■ **Aangeleverde gegevens**:
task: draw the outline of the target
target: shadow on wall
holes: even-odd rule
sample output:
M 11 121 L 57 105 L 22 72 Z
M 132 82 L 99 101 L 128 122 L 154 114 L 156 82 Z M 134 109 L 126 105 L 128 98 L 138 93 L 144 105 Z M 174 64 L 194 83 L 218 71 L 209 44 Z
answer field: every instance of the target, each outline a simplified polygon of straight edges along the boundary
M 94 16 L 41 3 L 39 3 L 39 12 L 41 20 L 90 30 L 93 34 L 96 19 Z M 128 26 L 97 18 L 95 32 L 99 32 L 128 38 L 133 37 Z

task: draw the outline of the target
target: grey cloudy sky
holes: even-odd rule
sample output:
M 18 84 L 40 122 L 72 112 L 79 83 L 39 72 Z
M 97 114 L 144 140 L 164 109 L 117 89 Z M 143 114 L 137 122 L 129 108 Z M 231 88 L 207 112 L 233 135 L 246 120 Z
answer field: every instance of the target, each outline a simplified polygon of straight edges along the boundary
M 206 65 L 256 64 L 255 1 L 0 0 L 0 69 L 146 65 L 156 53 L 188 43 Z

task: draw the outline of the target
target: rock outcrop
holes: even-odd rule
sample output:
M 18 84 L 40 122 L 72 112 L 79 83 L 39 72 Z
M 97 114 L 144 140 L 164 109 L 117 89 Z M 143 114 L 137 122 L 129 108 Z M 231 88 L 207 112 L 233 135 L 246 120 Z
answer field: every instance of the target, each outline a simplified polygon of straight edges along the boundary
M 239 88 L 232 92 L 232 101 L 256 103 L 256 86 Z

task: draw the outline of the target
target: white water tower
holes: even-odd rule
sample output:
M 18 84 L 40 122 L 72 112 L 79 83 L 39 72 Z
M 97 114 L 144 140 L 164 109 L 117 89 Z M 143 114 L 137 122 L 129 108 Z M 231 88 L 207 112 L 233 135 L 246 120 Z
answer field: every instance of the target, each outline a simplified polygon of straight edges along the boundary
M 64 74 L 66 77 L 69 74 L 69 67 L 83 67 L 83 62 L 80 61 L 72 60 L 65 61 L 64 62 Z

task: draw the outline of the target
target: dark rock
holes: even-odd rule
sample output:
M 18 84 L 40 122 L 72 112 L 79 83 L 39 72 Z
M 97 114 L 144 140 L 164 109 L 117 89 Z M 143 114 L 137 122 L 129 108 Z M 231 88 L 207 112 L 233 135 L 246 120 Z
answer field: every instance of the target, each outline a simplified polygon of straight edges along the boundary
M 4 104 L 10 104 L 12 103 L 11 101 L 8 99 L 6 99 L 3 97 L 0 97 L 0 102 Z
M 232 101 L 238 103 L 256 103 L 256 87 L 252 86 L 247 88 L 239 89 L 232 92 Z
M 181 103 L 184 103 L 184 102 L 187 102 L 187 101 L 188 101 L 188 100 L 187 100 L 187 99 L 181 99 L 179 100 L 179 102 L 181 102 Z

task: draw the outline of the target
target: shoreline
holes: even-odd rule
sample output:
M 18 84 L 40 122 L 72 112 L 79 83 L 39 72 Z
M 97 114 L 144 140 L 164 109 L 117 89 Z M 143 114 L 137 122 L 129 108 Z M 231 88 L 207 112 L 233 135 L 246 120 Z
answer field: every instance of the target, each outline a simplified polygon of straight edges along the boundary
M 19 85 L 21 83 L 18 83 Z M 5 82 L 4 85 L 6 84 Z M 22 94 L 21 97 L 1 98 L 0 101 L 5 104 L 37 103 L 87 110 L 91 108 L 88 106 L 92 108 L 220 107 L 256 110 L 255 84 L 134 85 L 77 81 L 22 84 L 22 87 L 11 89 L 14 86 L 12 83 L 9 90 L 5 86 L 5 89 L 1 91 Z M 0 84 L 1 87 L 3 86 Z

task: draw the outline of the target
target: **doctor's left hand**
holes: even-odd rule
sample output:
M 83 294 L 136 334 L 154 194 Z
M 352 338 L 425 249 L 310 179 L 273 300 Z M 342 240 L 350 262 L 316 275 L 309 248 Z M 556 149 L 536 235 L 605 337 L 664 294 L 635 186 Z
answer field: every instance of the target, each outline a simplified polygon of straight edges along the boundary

■ **Opdracht**: Vervang in alle items "even-odd rule" door "nonzero rule" en geef de regels verder ongewijzigd terug.

■ **Antwoord**:
task: draw the outline of the target
target: shadow on wall
holes: nonzero rule
sample output:
M 11 121 L 57 105 L 22 72 Z
M 132 82 L 99 101 L 128 122 L 154 114 L 156 82 Z M 134 109 L 126 105 L 128 98 L 138 93 L 144 105 Z M 174 64 L 194 83 L 218 71 L 209 44 Z
answer field: every instance of the target, each outline a simplified polygon of straight edges along the boundary
M 94 16 L 41 3 L 39 3 L 39 12 L 41 20 L 90 30 L 93 34 L 96 19 Z M 128 26 L 97 18 L 95 32 L 99 32 L 128 38 L 133 37 Z

task: draw the outline of the target
target: grey cloudy sky
holes: nonzero rule
sample output:
M 18 84 L 40 122 L 72 112 L 79 83 L 39 72 Z
M 97 114 L 144 140 L 164 109 L 117 89 Z M 143 114 L 137 122 L 129 108 Z M 231 88 L 207 112 L 233 135 L 246 120 Z
answer field: every instance of the target, each outline a simplified polygon of straight edges along the boundary
M 206 65 L 256 64 L 255 1 L 0 0 L 0 69 L 146 65 L 156 53 L 188 43 Z

task: draw the outline of the target
target: rock outcrop
holes: nonzero rule
sample output:
M 18 84 L 40 122 L 72 112 L 79 83 L 39 72 Z
M 97 114 L 144 140 L 164 109 L 117 89 Z M 143 114 L 137 122 L 129 108 Z M 231 88 L 207 112 L 233 135 L 246 120 Z
answer field: every instance of the target, each outline a simplified polygon of straight edges along the boundary
M 239 88 L 232 92 L 232 101 L 256 103 L 256 86 Z

task: draw the outline of the target
target: white water tower
holes: nonzero rule
sample output:
M 18 84 L 40 122 L 72 112 L 79 83 L 39 72 Z
M 97 114 L 144 140 L 164 109 L 117 89 Z M 143 114 L 137 122 L 129 108 Z M 231 88 L 207 112 L 233 135 L 246 120 Z
answer field: every instance of the target, each outline a simplified polygon of straight edges along the boundary
M 64 74 L 66 77 L 69 74 L 69 67 L 83 67 L 83 62 L 80 61 L 72 60 L 65 61 L 64 62 Z

task: draw the outline of the target
target: dark rock
holes: nonzero rule
sample output:
M 18 84 L 40 122 L 72 112 L 79 83 L 39 72 Z
M 97 114 L 144 140 L 164 109 L 117 89 Z M 143 114 L 137 122 L 129 108 Z M 231 88 L 207 112 L 233 135 L 246 120 Z
answer field: every instance of the target, each outline a simplified polygon of straight edges along the boundary
M 4 104 L 10 104 L 12 103 L 11 101 L 8 99 L 6 99 L 3 97 L 0 97 L 0 102 Z
M 232 101 L 238 103 L 256 103 L 256 87 L 252 86 L 247 88 L 239 89 L 232 92 Z
M 181 103 L 184 103 L 184 102 L 187 102 L 187 101 L 188 101 L 188 100 L 187 100 L 187 99 L 181 99 L 179 100 L 179 102 L 181 102 Z

task: draw the outline of the target
target: shoreline
holes: nonzero rule
sample output:
M 18 84 L 40 122 L 72 112 L 79 83 L 39 72 Z
M 97 114 L 144 140 L 164 109 L 117 89 Z M 143 114 L 137 122 L 129 108 Z M 231 88 L 207 112 L 233 135 L 246 120 Z
answer field: every instance of the target, each outline a simplified polygon of straight edges along the boundary
M 19 85 L 21 83 L 18 83 Z M 5 82 L 4 85 L 6 84 Z M 22 94 L 21 97 L 1 98 L 0 101 L 5 104 L 37 103 L 87 110 L 91 108 L 88 106 L 92 108 L 220 107 L 256 110 L 255 84 L 134 85 L 77 81 L 22 84 L 22 87 L 11 89 L 14 86 L 12 83 L 9 90 L 5 86 L 5 89 L 1 91 Z M 0 84 L 1 87 L 3 86 Z

task: draw the outline of the target
target: **doctor's left hand**
holes: nonzero rule
sample output:
M 83 294 L 136 334 L 154 194 Z
M 352 338 L 425 249 L 310 179 L 273 300 Z M 342 240 L 350 262 L 316 275 L 309 248 Z M 556 149 L 536 235 L 605 337 L 664 294 L 635 186 Z
answer field: every instance of the target, each outline a simplified polygon of straight edges along the boundary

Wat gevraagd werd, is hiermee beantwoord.